◆ **TO BE DONE**:
**A.** Condense the paragraph of the Lake Lanao campaign account that begins "In October 1895, the Spanish forces" into a short list, keeping its main facts.
**B.** In the records, start at the line containing "point: bay horse" and copy through the end of the records, swapping "Output" for "Result" and leaving everything else unchanged.

◆ **EXCERPTED TEXT**:
..............................
On July 24, the advance arrived near the lake of Calanganan(Pantar Lanao del Norte), where more than 1,000 Moros under the Datu Amani Pac Pac and the sultans of Maciu, Ramain, and Tugaya had assembled. Here the Spaniards were attacked by more than 500 Moros, ambushed on each side of the road, and driven back in some confusion. A reenforcement of 200 arrived at this moment; an advance was ordered and the Moros were driven back, the Spanish loss being 2 killed and 9 wounded, while that of the Moros was reported as about 250 killed and 300 arms left on the field.

In September, the Sultan Rumani, the reputed ruler of 18 towns on the lake, visited the Spanish commander at Ulama, to indicate his desire for peace with Spain. In October the work of building the suspension bridge across the Agus was begun.

About November 10, General Blanco returned to the scene of operations for a short time only. The Agus River bridge was finished and opened on February 27, 1895. The bridge consisted of a suspension span 40 meters long, with approaches of 21 meters and 12 meters, respectively, and was intended to bear the weight of railway trains.

In February, General Blanco again visited Iligan, and on March 10, at noon, the cota of Amani Pac Pac at Marahui was attacked by Spaniards. After a fight of four hours the fort was taken and the army gained the desired position on Lake Lanao; Generals Blanco, Parrado, and Aguirre were present and a cantonment was at once established.

On May 9, some 40 Moros attacked Las Piedras, killing 2 and wounding 3 soldiers, but themselves losing 9 killed. On July 12, some 40 Moros from the rancherias of Tugaya and Putud, bearing a Spanish flag, approached a working party and attacked the soldiers, escaping with several rifles, after killing 2 soldiers and wounding 38.

On August 18, the launch Lanao was launched at Marahui, the others being nearly finished.

Many Moro dignitaries gave their adherence to Spain about this time, among them being the Rajah Muda of Ganassi, the Datu Pranga-Rungan of Tugayas, and the Datu Uregan of Maciu, said to have been the councilor-general of the Lake of Lanao.

In October 1895, the Spanish forces were again reorganized, a division of two brigades being constituted. The division was commanded by Gen. Gonzales Parrado, the Northern Brigade by General de los Rios, and the Southern Brigade by General Luis Huertas.

Divisional troops: Three companies engineers, mortar battery, cavalry squadron, and troops of the military administration.

First (Northern) Brigade: About 10 companies of infantry. 2 companies disciplinarios, and 1 mountain batten'.
..............................
Part of a data file
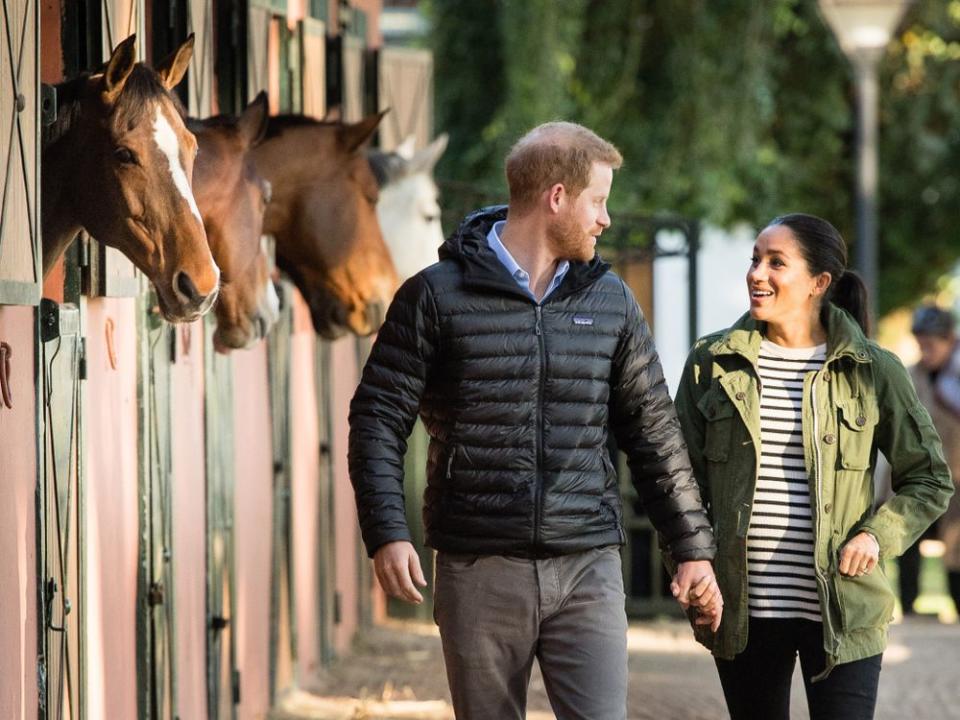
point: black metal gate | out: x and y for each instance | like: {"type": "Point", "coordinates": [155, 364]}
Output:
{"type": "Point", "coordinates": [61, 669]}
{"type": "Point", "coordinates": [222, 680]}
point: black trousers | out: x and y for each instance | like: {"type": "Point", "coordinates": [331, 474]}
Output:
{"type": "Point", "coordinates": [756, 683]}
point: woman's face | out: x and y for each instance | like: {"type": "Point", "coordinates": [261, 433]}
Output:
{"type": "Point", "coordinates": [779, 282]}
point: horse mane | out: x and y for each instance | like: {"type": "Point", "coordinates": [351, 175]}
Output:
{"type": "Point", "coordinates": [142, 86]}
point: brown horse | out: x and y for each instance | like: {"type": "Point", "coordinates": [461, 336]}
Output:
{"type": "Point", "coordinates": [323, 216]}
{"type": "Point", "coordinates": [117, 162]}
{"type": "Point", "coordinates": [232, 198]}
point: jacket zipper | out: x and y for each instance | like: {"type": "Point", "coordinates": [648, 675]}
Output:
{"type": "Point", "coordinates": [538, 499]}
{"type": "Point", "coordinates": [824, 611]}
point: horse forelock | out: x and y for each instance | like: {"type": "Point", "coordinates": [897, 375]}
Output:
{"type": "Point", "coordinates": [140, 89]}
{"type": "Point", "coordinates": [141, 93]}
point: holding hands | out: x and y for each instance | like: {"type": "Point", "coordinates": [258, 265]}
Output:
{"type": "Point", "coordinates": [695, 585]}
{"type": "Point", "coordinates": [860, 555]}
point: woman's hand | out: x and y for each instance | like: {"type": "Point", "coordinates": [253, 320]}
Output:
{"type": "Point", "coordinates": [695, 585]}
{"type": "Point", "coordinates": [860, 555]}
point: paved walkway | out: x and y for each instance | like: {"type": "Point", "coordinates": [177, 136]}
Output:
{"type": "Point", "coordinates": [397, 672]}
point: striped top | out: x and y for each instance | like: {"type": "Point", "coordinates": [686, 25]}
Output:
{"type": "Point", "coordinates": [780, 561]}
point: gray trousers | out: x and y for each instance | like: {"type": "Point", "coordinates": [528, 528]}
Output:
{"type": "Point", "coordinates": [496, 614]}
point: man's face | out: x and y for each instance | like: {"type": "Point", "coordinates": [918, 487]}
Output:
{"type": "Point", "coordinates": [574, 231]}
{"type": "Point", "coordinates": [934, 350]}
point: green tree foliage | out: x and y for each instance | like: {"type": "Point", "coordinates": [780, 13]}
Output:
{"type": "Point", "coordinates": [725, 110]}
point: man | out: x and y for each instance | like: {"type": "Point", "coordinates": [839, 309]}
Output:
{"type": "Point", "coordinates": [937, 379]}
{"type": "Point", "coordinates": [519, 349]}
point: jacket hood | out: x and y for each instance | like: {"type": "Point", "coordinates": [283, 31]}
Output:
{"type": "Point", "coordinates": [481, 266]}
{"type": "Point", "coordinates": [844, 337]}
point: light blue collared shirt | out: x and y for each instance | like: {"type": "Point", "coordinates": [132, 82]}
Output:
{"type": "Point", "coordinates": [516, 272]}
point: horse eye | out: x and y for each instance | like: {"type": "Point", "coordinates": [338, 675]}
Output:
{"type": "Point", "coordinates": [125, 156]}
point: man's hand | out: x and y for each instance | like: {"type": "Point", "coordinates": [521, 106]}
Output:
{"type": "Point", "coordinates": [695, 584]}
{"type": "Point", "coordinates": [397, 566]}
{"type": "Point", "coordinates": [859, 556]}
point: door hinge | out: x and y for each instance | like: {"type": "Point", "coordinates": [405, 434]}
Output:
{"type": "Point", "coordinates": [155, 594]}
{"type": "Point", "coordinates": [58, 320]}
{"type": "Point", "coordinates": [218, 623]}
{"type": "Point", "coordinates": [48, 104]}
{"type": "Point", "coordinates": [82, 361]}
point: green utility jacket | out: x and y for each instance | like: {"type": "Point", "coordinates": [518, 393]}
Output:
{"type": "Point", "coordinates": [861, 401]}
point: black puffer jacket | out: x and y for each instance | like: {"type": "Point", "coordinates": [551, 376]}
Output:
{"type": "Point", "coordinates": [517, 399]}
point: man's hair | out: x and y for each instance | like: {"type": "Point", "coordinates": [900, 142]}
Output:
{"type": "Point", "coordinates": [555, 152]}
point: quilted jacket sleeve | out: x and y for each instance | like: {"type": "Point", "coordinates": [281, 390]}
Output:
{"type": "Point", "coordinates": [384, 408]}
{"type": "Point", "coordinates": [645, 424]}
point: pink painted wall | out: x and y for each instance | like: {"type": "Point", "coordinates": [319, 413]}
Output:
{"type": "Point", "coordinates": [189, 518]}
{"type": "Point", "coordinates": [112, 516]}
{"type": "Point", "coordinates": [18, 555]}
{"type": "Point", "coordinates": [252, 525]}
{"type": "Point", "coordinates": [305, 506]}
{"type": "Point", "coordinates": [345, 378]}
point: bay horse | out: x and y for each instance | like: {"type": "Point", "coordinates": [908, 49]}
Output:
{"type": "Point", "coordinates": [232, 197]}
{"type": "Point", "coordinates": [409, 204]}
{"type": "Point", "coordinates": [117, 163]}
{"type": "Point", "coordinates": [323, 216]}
..............................
◆ **SET OF ANSWERS**:
**A.**
- October 1895: the Spanish forces were reorganized into a division of two brigades.
- Division commander: Gen. Gonzales Parrado
- Northern Brigade commander: General de los Rios
- Southern Brigade commander: General Luis Huertas

**B.**
point: bay horse | out: x and y for each instance | like: {"type": "Point", "coordinates": [908, 49]}
Result:
{"type": "Point", "coordinates": [232, 197]}
{"type": "Point", "coordinates": [409, 204]}
{"type": "Point", "coordinates": [117, 163]}
{"type": "Point", "coordinates": [323, 216]}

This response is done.